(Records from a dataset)
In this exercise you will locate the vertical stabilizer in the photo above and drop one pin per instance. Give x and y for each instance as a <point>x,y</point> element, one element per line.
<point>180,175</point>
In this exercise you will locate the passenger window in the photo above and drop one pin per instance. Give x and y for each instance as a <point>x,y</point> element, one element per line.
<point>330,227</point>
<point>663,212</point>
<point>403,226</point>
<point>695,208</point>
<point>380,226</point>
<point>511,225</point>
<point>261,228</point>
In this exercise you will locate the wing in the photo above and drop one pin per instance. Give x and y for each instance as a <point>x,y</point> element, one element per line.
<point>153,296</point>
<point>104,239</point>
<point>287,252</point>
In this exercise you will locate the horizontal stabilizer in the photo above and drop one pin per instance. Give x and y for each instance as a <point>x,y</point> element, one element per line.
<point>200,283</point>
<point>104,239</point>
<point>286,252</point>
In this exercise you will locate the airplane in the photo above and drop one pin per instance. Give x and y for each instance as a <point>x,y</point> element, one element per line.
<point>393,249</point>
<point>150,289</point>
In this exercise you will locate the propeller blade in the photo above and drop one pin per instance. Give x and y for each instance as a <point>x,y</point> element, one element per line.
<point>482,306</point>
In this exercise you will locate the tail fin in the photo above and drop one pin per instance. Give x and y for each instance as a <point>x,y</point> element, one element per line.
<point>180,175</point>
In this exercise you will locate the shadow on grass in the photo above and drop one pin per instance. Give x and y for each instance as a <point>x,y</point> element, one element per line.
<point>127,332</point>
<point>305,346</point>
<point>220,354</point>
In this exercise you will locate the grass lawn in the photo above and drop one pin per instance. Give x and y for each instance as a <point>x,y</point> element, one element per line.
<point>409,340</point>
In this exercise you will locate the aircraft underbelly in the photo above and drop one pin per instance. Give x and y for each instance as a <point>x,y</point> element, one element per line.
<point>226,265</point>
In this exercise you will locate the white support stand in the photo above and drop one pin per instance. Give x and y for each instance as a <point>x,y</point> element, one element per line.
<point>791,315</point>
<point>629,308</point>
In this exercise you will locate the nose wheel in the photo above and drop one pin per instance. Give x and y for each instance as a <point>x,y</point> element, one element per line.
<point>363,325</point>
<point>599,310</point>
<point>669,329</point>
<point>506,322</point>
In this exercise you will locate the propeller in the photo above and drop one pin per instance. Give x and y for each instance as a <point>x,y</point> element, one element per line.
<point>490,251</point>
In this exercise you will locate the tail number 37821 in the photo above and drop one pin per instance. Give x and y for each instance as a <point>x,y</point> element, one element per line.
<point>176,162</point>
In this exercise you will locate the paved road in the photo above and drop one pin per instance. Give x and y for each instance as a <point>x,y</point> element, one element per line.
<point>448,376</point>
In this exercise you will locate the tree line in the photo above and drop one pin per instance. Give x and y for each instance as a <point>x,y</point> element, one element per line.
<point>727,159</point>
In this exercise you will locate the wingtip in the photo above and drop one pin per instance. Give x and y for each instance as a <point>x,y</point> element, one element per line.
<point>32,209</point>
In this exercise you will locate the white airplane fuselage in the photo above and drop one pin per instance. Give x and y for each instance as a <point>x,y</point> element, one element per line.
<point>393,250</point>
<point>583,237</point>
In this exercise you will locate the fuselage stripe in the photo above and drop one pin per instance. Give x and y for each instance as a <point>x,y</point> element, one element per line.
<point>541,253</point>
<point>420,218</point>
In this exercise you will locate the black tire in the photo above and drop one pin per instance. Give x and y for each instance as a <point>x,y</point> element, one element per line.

- [PROBLEM DETAILS] Print out every record again, exactly and in full.

- [EXERCISE SOLUTION]
In this exercise you will locate the vertical stabilizer in the photo above and drop one pin per instance. Give x and y for each instance as a <point>x,y</point> element, one element per line.
<point>180,175</point>
In this exercise you will locate the passenger window in the photo above and drop one pin per instance. Give x and y for each instance as a <point>x,y</point> element, one element per line.
<point>330,227</point>
<point>663,212</point>
<point>403,226</point>
<point>695,208</point>
<point>380,226</point>
<point>511,225</point>
<point>261,228</point>
In this exercise you will locate the wing in the photo above and drop one pin per instance. Give x and y for each instance as a <point>x,y</point> element, one element per line.
<point>153,296</point>
<point>104,239</point>
<point>287,252</point>
In this exercise you will locate the horizontal stabilizer in the photo above and drop one pin per instance. Give x and y for each instance as a <point>x,y</point> element, one element per line.
<point>200,283</point>
<point>104,239</point>
<point>286,252</point>
In this exercise you will locate the airplane in the photo above and drop one pin per instance. Give x and y for each instance as a <point>x,y</point> element, one element per line.
<point>393,249</point>
<point>150,289</point>
In this exercise you will locate the propeller blade in the photo above and drop one pin per instance. Give x and y for each instance as a <point>x,y</point> element, one element per line.
<point>482,306</point>
In this exercise you will locate the tail fin in the photo above and drop one pin per instance. Give x and y for each instance as a <point>x,y</point> element, one element per line.
<point>180,175</point>
In this exercise you will locate the shadow on grass in the photo above and drop one pin per instance. Give x and y for each instance as a <point>x,y</point> element, one element per line.
<point>127,332</point>
<point>305,346</point>
<point>220,354</point>
In this exercise you will locate the grass lawn in the photo above and drop one pin per instance. Give x and y for each instance as a <point>x,y</point> element, one element per line.
<point>409,340</point>
In this exercise you will locate the aircraft underbelly in the photo above and drop one pin per instance. Give x and y for each instance as a <point>x,y</point> element, one element per line.
<point>226,265</point>
In this exercise you will locate the white support stand in the photo above and drop one pin per instance. Give x and y for each instance as a <point>x,y</point> element, one element per line.
<point>791,315</point>
<point>629,308</point>
In this exercise you will locate the nose wheel in the photo above and drop one pin per instance. Give x and y for each instance as a <point>x,y</point> element, one element per line.
<point>363,325</point>
<point>599,310</point>
<point>669,329</point>
<point>506,322</point>
In this exercise you will locate the propeller in the photo above and drop one pin per instance. Give x and y for each instance as a <point>x,y</point> element, one element per line.
<point>490,251</point>
In this exercise you will locate the tail number 37821 in the photo above and drop one pin per instance. Give x and y for each instance as a <point>x,y</point> element, one element per line.
<point>176,162</point>
In this exercise you will locate the paved road in the photo above and drop one pin per instance. Give x and y for each instance as a <point>x,y</point> element, one element per line.
<point>448,376</point>
In this exercise you will locate the tree line in the photo above and drop one pin per instance. Give x and y for each instance as a <point>x,y</point> element, one element per line.
<point>727,159</point>
In this exercise you will locate the wingtip in the photo above and drop one pin per instance. Give x and y for each instance as a <point>x,y</point> element, one element per line.
<point>32,209</point>
In this exercise you will locate the white airplane fuselage in the photo above and drop one pin per instance. Give x and y for each instance as a <point>x,y</point> element, one element per line.
<point>393,250</point>
<point>583,237</point>
In this exercise you will locate the fuselage stripe in the photo above and drop one pin per instance. Give x and y for each instance as a <point>x,y</point> element, one element per line.
<point>541,253</point>
<point>420,218</point>
In this exercise you will locate the black tire in the photo above and drop one pin per instance. Give x and y for each instance as a <point>x,y</point> element, one element per line.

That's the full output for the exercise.